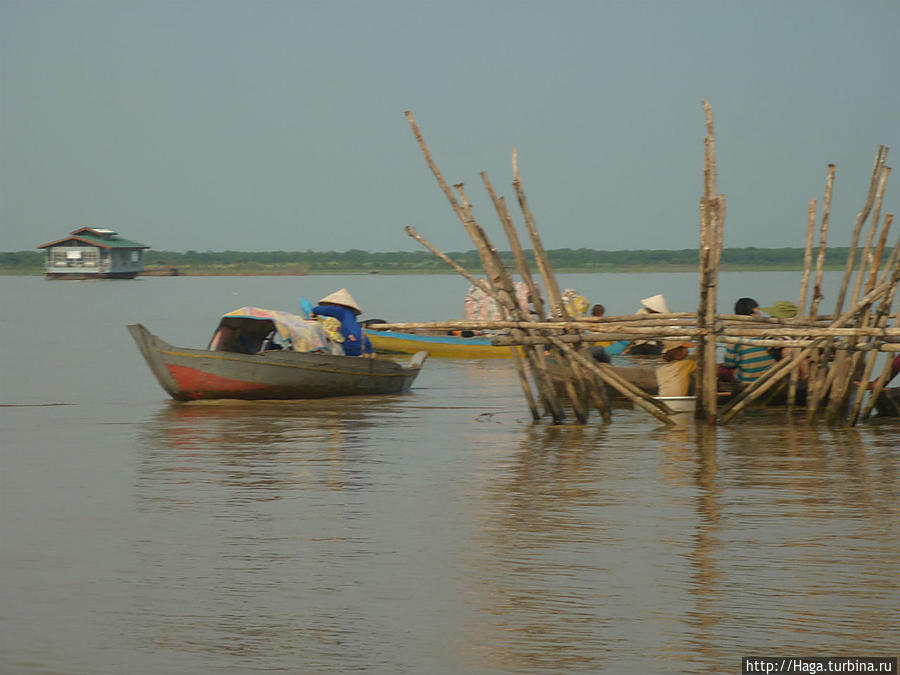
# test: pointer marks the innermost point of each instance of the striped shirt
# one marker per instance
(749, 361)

^^^^^^^^

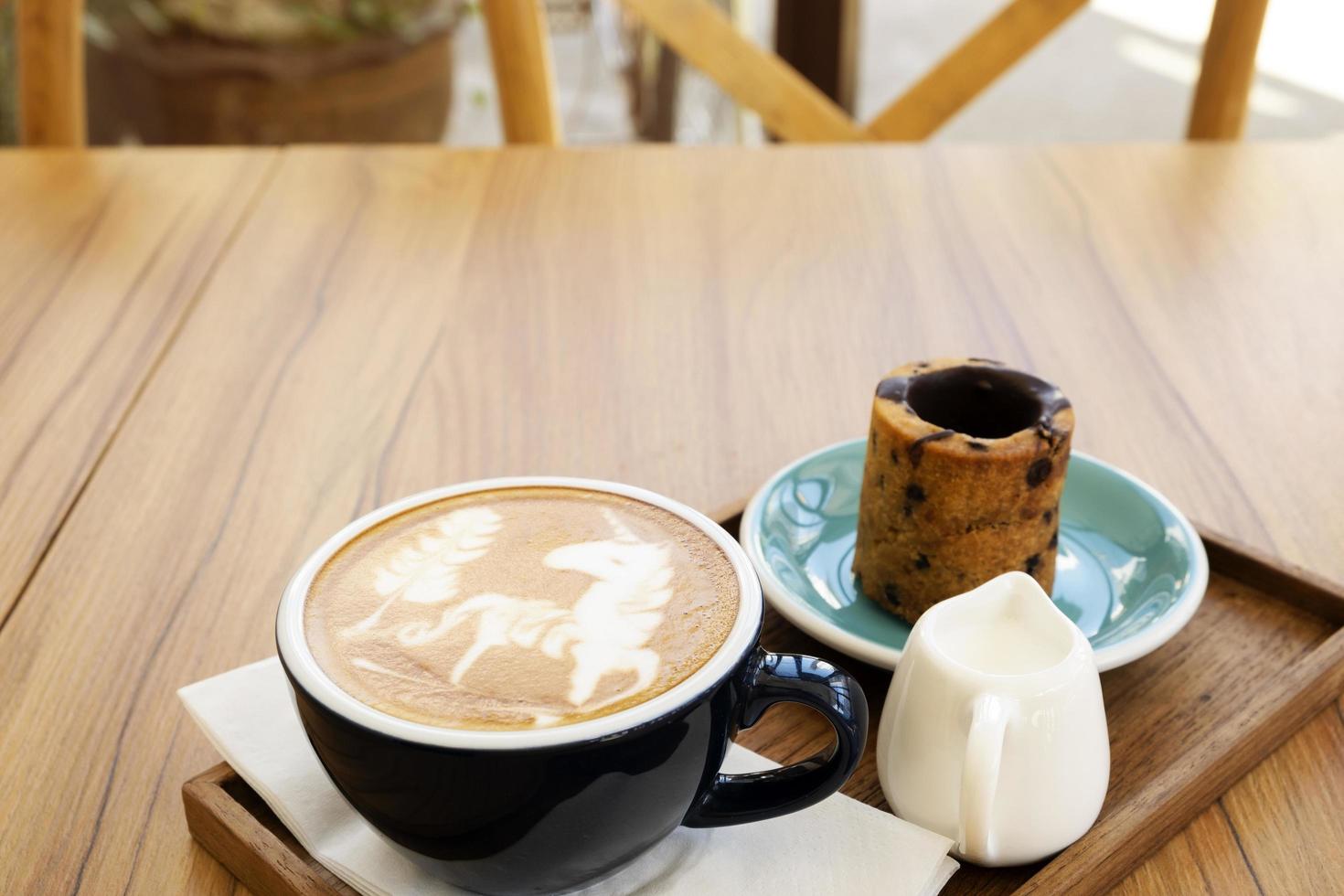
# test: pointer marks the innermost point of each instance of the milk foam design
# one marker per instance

^^^^^^^^

§ **To do**
List each line in the entries above that contains the string "instance", treating uppercase and lowercase as different.

§ **Result of this exercise**
# test: pointer marks the innermost point of each instance of the striped shirt
# one marker per instance
# test: pointer marks the innermost point of each instance of the milk foam design
# one marker per instance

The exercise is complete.